Task description:
Copy the rows below verbatim, from the line with "of the dirt" up to and including the line with "M387 627L939 624L933 544L391 568Z", and nothing else.

** start Excerpted records **

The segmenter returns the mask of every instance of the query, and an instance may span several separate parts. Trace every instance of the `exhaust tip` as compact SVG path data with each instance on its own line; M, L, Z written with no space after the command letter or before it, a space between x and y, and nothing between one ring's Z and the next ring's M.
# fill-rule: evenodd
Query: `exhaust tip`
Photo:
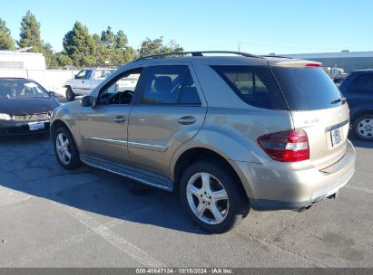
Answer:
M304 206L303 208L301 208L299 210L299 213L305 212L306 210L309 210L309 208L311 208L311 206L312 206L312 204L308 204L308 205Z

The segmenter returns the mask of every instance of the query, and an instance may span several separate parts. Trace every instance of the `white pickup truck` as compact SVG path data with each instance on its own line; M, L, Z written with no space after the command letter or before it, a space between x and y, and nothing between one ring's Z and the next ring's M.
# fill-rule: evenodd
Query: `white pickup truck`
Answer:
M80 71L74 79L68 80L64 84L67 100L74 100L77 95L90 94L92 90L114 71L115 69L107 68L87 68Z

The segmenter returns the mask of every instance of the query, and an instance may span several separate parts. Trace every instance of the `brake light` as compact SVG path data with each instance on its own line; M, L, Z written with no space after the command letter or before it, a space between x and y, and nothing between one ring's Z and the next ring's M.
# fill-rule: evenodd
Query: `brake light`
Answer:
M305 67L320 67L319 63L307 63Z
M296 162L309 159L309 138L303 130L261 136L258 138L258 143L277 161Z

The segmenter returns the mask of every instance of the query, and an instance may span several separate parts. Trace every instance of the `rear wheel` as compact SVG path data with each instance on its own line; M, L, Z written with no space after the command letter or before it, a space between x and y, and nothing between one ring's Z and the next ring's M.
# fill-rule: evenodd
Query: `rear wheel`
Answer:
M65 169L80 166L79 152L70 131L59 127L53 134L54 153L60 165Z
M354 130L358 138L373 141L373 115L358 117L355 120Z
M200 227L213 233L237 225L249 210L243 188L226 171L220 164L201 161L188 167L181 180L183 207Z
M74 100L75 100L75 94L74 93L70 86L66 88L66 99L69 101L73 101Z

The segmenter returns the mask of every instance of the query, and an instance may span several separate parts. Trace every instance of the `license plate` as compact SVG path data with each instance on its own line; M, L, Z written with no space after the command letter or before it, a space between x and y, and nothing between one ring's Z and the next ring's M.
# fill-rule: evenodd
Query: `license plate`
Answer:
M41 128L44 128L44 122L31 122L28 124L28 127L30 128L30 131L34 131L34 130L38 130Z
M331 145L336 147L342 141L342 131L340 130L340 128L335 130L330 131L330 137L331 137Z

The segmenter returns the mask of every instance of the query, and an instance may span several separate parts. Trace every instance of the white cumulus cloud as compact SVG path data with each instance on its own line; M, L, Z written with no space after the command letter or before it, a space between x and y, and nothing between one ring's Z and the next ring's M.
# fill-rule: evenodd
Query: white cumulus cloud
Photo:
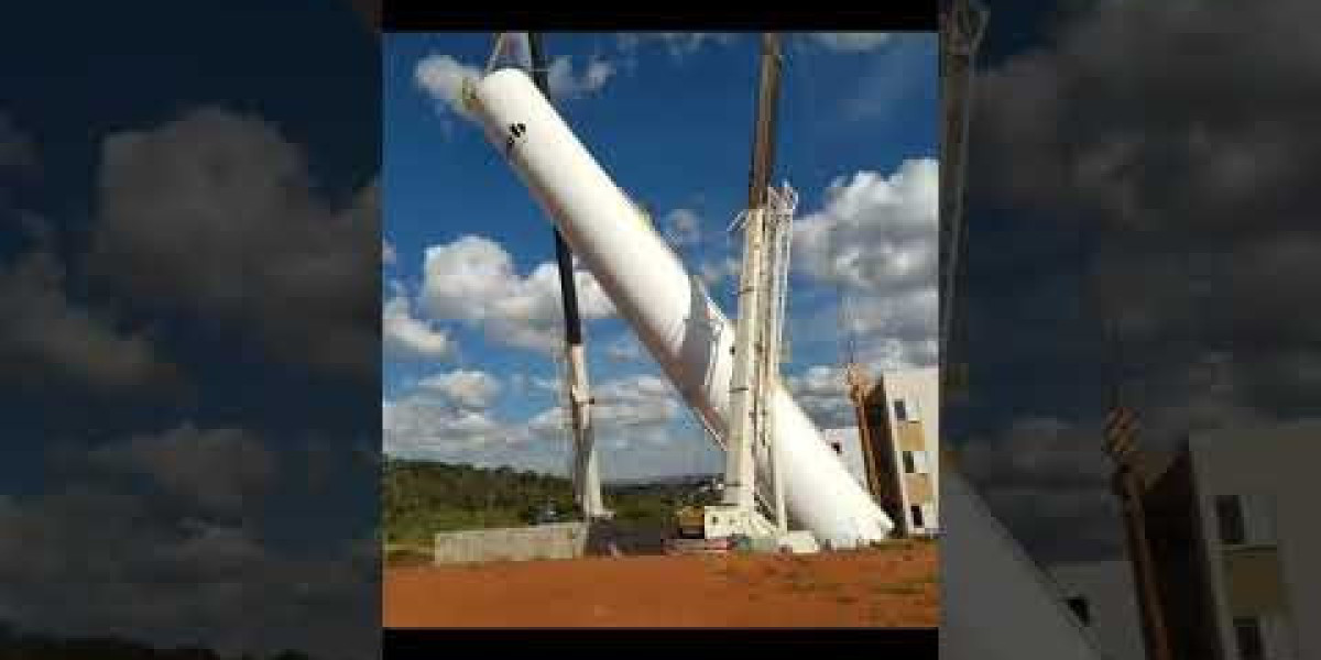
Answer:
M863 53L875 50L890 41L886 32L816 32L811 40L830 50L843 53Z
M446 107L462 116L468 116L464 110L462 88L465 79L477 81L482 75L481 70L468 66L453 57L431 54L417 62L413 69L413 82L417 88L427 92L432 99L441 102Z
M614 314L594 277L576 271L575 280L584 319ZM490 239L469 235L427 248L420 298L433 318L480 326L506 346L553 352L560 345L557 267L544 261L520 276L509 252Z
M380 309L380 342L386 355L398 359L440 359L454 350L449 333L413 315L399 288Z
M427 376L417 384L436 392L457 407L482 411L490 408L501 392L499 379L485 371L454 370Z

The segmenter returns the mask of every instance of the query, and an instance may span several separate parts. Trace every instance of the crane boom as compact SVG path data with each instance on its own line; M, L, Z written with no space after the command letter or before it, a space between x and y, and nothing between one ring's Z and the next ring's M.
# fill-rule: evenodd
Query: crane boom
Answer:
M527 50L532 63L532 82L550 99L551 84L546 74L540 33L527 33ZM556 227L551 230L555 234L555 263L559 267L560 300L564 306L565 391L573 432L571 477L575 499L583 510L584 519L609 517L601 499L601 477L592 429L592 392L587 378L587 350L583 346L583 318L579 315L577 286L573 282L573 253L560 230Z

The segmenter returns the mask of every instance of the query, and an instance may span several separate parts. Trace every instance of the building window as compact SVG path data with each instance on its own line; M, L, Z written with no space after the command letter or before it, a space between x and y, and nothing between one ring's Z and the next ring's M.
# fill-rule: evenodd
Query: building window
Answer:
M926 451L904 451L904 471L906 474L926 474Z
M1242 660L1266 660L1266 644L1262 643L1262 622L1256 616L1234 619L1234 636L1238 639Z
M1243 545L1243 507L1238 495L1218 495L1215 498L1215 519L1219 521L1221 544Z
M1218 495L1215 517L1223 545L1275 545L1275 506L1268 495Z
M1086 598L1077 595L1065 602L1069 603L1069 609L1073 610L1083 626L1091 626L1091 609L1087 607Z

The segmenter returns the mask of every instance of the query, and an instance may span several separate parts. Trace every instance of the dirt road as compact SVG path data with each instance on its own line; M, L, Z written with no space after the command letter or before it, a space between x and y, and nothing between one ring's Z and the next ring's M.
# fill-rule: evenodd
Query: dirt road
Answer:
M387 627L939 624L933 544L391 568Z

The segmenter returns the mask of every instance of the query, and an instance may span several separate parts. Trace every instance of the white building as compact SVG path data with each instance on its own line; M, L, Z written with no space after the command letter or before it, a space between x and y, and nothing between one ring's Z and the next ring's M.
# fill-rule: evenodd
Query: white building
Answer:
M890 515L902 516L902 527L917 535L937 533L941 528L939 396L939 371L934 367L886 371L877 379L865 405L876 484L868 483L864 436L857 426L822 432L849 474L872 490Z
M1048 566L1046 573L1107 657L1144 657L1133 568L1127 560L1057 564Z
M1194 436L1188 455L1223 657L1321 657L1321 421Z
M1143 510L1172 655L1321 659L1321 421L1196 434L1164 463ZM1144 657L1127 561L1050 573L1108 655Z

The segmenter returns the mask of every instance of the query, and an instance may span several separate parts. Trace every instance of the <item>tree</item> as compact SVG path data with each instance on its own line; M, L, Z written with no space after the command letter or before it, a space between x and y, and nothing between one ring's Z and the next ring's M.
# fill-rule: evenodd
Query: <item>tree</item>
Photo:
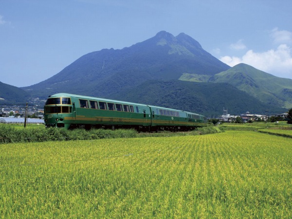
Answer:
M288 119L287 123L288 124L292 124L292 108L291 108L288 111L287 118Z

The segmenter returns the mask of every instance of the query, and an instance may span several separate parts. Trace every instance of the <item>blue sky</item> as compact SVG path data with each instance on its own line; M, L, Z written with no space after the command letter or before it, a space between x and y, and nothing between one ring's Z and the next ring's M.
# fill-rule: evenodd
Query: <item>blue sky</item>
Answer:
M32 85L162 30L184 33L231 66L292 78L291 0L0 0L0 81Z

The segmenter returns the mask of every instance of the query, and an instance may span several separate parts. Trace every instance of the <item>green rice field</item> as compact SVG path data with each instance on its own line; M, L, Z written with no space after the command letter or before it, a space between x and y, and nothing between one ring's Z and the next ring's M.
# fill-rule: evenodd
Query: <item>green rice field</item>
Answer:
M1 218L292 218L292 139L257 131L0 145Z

** end Excerpted records **
** start Excerpted records **

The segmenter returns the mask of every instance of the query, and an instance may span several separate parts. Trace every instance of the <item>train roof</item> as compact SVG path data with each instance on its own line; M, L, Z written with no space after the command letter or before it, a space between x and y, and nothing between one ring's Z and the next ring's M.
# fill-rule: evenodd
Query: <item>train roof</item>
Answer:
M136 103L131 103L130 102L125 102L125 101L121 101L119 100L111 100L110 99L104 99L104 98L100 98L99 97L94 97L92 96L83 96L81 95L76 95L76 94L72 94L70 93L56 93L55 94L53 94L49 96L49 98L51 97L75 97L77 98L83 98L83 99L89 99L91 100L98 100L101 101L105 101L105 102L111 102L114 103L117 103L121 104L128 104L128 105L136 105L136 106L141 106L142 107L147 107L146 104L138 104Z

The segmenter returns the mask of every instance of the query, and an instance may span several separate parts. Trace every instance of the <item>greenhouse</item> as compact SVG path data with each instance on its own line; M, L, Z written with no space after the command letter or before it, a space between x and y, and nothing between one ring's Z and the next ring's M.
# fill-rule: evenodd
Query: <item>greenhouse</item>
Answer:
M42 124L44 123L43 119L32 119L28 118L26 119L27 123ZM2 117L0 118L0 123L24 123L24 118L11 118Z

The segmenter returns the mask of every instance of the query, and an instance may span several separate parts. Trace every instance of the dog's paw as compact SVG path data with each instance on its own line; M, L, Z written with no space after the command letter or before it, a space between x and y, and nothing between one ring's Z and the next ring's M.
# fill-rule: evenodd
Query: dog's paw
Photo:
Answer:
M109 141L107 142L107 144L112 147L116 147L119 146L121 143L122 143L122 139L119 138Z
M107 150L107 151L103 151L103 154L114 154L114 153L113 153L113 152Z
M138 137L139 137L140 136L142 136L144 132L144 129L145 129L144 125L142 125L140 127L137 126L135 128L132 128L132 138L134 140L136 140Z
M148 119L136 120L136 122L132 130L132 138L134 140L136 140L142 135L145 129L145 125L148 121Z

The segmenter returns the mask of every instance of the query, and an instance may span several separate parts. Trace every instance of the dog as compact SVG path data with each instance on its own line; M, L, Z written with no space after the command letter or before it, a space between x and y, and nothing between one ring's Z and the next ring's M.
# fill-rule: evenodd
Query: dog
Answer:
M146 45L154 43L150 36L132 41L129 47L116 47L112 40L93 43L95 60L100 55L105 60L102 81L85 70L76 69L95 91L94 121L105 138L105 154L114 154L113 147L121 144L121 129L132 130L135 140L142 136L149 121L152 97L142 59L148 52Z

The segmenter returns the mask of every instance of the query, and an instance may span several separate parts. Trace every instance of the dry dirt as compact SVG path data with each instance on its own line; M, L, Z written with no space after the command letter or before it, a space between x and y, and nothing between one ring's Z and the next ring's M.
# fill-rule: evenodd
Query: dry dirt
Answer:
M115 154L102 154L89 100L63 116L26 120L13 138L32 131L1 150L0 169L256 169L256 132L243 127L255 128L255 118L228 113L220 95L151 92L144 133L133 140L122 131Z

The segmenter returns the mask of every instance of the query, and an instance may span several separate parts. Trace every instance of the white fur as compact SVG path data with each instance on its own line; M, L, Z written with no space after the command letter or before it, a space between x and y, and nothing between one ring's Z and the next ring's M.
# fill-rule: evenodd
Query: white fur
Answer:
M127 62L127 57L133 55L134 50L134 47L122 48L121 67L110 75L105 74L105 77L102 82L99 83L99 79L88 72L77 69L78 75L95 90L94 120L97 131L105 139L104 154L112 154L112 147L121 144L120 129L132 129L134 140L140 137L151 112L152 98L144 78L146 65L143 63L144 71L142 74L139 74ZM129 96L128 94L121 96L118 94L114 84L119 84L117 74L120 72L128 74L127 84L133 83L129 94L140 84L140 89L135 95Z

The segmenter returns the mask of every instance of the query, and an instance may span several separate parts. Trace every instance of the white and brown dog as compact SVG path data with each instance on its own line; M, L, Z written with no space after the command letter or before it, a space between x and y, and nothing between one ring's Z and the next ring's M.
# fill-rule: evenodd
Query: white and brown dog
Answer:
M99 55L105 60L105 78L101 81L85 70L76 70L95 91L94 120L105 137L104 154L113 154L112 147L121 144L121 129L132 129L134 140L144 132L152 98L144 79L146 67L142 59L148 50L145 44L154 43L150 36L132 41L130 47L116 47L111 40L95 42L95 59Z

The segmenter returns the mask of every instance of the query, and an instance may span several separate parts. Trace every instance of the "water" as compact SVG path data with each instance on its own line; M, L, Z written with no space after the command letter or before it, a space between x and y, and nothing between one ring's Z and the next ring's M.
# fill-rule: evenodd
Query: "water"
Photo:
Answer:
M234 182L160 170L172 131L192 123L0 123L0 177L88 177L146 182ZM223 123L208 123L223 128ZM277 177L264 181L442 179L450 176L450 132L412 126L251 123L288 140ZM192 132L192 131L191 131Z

** end Excerpted records **

Solution to the problem:
The segmenter returns the mask of every instance of the query, and an instance may span several separate parts. Trace every instance of the dirt road as compact SVG path data with each instance on its own line; M, L, Z written with no space after the command letter or before it, a space between x and y, and nothing between one ring's Z and the next ring's M.
# fill-rule: evenodd
Query: dirt road
Answer:
M387 627L939 624L933 544L391 568Z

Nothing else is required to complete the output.